*ASSIGNED TASK 1*
According to the blog post on church decline, how long had the writer spent at the church discussed with a friend?
*ASSIGNED TASK 2*
Write out the passage of the blog post on church decline starting at "That being said, my" and ending at "Whatever that's worth.".
*ASSIGNED TASK 3*
Continue the blog post on church decline from the point where it stops.

*EXTRACT TO READ*
Saturday, April 23, 2011

A Church In Decline

I very much dislike having to qualify an opinion. It seems to me rather obvious that an opinion is, by definition, not necessarily universally agreed upon logic and fact but rather based upon personal rationalizations, anecdote and experience.

That being said, my family and I have travelled the midwest and some of the south for over 7 years as a full-time evangelist. What follows are not the findings of a university trained statistician but rather the gleanings of 10 years in active ministry. Whatever that's worth.

Furthermore, I feel it is important for anyone endeavoring to do anything worthwhile, personally or corporately, to stop on occasion and evaluate your progress and effectiveness. That is my disclaimer.

I was speaking to a friend today, who is also an evangelist, about a church we had been at for 3 weeks. It is an amazing place with honest, sincere people passionately trying to follow Jesus Christ. In discussing this church we commented on how refreshing it was to find a place where it felt like a genuine move of God was present. We both found it so refreshing because all too often we find ourselves ministering in churches that are in decline. There's no definitive way to diagnosis this but the symptoms are easy to feel.

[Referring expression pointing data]

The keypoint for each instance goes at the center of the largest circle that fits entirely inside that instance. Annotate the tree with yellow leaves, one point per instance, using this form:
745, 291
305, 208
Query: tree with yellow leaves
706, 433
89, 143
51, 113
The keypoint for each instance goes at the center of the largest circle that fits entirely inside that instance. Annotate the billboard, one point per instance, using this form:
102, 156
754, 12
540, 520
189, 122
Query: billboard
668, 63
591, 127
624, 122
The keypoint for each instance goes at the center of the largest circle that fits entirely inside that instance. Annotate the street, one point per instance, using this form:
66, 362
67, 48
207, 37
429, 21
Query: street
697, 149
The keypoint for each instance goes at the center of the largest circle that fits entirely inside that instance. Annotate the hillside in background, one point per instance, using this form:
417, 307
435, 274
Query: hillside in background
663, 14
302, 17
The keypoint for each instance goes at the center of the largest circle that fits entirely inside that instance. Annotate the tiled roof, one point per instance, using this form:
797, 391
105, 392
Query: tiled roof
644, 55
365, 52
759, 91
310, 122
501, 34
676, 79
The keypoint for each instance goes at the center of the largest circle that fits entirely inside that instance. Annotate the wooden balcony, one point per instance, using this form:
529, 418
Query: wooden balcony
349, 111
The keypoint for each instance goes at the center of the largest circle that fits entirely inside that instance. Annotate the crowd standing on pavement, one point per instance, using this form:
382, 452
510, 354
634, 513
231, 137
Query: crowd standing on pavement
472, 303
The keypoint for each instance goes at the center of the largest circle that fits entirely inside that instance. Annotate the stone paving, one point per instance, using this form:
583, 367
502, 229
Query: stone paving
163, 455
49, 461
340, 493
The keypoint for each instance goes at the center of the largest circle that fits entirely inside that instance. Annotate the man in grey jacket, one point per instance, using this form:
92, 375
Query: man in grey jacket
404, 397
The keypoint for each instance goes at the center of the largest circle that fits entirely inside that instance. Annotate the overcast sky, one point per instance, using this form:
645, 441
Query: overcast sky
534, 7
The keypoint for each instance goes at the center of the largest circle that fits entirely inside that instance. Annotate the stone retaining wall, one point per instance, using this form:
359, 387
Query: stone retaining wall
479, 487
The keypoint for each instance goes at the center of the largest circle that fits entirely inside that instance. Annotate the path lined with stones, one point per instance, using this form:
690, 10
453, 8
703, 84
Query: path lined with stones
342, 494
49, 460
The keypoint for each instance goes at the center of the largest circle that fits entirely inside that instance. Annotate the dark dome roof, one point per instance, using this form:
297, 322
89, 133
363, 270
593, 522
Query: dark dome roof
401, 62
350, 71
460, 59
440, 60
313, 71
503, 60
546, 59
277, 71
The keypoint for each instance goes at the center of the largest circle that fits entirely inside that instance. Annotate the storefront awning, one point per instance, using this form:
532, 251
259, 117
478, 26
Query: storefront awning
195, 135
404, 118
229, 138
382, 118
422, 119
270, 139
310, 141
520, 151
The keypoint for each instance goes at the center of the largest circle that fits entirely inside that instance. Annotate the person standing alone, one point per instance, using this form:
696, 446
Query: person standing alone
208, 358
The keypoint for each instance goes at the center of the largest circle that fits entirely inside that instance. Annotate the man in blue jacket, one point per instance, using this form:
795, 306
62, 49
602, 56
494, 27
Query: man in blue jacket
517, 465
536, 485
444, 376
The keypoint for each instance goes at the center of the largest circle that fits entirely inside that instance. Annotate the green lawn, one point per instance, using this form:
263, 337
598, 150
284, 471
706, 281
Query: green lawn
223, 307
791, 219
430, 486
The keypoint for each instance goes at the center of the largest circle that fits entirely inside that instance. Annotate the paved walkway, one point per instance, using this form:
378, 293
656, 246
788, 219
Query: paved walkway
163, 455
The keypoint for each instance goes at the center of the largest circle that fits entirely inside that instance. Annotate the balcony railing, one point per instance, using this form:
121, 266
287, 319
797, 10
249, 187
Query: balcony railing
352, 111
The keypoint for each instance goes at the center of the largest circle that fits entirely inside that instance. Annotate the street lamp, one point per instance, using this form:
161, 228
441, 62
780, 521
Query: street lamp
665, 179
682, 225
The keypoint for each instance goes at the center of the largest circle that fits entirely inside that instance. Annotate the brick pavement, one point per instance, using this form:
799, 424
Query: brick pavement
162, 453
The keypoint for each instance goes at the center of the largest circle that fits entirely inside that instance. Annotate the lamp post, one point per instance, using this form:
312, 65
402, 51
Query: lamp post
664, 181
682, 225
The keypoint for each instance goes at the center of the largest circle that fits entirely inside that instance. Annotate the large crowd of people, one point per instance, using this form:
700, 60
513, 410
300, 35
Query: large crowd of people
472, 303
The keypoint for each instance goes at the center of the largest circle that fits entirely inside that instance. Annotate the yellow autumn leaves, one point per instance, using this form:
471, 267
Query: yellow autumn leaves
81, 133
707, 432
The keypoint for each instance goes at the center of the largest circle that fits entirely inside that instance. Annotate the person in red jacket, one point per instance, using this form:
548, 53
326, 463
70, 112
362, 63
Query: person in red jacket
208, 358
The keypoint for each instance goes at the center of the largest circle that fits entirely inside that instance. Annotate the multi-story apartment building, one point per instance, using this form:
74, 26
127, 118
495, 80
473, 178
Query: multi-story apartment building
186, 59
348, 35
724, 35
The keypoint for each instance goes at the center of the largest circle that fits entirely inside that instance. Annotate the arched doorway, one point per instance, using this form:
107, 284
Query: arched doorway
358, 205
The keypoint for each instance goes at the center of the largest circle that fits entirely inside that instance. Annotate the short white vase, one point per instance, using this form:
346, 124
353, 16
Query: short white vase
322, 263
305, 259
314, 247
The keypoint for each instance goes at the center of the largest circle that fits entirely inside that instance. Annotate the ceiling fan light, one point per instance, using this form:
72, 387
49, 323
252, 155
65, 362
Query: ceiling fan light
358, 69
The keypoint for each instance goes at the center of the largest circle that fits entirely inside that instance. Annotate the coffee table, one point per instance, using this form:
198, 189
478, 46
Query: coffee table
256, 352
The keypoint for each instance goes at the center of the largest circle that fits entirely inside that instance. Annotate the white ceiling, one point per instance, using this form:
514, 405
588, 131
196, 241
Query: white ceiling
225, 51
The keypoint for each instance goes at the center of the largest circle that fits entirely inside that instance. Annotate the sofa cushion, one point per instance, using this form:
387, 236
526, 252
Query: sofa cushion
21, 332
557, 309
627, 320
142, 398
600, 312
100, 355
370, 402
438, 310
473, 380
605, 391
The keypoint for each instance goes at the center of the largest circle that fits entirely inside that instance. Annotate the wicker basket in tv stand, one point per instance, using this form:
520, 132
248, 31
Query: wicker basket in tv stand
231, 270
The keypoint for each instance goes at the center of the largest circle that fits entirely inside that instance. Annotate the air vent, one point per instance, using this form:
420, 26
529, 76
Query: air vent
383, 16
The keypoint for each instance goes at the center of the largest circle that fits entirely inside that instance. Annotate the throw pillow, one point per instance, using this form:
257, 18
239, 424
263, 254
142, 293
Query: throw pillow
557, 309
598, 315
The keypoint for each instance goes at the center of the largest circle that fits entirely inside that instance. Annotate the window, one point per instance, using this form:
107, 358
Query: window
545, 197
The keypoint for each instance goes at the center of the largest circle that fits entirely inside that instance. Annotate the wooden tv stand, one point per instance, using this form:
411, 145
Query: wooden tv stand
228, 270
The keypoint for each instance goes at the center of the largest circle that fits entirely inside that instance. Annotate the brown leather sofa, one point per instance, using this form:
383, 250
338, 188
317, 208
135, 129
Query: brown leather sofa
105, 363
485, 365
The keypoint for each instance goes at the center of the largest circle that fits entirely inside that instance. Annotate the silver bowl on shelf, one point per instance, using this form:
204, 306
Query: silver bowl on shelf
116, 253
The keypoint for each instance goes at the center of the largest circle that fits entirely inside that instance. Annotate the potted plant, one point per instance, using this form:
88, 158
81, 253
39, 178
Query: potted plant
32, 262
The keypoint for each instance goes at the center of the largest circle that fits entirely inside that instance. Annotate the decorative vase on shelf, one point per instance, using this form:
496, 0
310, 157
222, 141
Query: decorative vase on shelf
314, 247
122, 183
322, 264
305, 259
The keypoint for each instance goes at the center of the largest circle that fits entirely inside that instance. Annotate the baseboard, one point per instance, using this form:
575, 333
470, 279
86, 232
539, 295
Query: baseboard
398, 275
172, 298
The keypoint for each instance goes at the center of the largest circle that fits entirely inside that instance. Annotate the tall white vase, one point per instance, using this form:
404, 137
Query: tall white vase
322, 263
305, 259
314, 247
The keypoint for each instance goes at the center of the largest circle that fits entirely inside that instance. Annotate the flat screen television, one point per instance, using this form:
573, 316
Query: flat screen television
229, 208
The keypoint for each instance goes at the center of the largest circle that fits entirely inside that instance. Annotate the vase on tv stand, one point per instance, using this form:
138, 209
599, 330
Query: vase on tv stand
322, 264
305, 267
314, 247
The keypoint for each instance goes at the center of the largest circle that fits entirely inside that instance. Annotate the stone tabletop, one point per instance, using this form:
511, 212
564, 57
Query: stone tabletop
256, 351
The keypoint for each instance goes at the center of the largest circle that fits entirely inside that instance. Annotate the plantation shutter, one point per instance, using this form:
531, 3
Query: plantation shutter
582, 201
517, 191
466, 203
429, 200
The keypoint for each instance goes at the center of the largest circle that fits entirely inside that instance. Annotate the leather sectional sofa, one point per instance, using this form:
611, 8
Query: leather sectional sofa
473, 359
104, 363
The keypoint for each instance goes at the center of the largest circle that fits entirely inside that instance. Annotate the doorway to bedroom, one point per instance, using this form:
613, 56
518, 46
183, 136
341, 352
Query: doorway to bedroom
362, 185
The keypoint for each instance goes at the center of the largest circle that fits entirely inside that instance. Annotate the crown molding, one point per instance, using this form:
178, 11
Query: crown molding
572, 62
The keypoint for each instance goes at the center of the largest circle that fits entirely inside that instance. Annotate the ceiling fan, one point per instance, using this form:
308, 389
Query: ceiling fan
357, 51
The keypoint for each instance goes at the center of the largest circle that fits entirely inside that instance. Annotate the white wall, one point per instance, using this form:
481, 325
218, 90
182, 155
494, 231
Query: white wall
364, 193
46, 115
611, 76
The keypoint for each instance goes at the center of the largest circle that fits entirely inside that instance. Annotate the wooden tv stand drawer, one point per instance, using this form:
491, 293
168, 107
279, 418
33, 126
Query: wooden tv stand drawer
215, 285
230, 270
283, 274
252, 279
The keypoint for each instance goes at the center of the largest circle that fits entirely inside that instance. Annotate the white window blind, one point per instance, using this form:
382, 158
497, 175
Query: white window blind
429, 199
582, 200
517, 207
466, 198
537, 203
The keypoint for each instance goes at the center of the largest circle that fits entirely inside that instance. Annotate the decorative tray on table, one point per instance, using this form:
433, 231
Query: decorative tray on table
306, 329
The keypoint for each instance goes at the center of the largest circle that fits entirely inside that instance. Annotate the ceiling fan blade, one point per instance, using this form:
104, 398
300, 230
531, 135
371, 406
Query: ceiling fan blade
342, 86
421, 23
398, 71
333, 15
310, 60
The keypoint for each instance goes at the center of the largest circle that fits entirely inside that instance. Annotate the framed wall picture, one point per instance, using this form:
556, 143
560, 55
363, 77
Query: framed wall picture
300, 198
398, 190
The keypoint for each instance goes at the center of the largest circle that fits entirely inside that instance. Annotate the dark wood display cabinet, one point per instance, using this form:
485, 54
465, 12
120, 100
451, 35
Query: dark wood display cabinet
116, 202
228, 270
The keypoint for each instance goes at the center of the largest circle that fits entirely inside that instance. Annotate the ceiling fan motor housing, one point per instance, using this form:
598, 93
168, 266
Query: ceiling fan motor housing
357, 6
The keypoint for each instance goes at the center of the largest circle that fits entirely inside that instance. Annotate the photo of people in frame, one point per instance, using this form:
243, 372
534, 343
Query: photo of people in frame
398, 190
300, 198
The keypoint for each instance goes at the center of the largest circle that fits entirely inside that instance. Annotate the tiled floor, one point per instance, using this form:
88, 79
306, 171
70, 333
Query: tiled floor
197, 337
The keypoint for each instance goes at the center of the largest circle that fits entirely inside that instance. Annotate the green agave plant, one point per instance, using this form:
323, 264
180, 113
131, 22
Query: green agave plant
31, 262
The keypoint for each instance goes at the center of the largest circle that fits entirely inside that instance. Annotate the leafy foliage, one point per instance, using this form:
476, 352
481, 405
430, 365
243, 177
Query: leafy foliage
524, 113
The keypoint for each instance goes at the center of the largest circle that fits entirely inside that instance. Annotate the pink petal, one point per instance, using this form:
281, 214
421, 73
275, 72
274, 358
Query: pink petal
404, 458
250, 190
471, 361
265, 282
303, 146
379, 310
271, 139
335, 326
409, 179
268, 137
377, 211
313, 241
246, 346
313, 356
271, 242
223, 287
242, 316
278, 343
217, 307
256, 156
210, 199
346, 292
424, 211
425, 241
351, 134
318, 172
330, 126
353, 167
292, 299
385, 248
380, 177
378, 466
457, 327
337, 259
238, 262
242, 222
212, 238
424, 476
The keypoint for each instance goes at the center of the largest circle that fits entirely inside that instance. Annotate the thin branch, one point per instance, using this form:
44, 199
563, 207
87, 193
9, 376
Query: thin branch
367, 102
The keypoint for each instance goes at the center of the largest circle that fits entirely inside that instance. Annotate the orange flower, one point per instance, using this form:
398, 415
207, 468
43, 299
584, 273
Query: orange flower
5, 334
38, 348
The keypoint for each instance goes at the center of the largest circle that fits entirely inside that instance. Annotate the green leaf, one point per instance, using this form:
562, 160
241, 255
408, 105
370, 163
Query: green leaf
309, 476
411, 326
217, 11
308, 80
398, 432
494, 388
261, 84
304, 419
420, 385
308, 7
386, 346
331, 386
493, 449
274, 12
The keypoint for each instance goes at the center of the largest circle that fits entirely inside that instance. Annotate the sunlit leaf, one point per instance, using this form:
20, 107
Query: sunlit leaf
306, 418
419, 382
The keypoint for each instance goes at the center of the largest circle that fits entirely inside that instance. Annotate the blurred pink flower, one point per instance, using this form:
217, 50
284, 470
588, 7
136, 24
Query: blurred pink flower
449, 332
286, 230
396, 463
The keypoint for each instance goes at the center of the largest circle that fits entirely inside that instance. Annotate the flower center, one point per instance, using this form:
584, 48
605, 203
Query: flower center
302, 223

*ANSWER 1*
Three weeks.

*ANSWER 2*
That being said, my family and I have travelled the midwest and some of the south for over 7 years as a full-time evangelist. What follows are not the findings of a university trained statistician but rather the gleanings of 10 years in active ministry. Whatever that's worth.

*ANSWER 3*
1. Apathetic Worship
In my experience one of the first symptoms a church might be in decline is apathetic worship. There should be something about the worship experience of a church that draws the focus and enthusiasm of those in attendance. It should be full of passion and expression of the worshippers heart to God and Gods work in our lives. When people find themselves unable to prevent their mind from wandering and can be unfocused and unexpressive, to me, that's a sign that something is in decline in that church body. If the Spirit of God is present and working in a church in a real way, it will affect the way people in that church respond to His Word and His people.

2. Internal Focus
It seems one of the easiest causes of decline to develop, as well as the most easily overlooked sign of church decline, is that of focus. Without being intentional it is natural for any organization, group or church to internalize, stagnate and fade. It can be even easier to overlook. We're meeting our needs. We feel blessed and happy with where we are and what we have and see no need to challenge our comfort level. When the dominant conversations and concerns around a church are the felt needs of those in the establishment, how the building and budgets can meet their preferences, you might be witnessing a church in decline.

3. Leadership vs. Discipleship
I've seen many churches where the Pastor is, intentionally or unintentionally, disconnected from the people. Some are simply so unconcerned with their task of making disciples that they disconnect. Others feel they must remain aloof in order to retain their Pastoral aura. That kind of leadership simply will not sustain a healthy church. Many Pastors feel if they're friends with a person in their church they can't speak as the "voice of God" in their life. Not true. People trust those they know. You can talk all day and it will not affect the way I live unless you have influence to disciple me. The only way to gain that kind of influence in my life is to be my friend.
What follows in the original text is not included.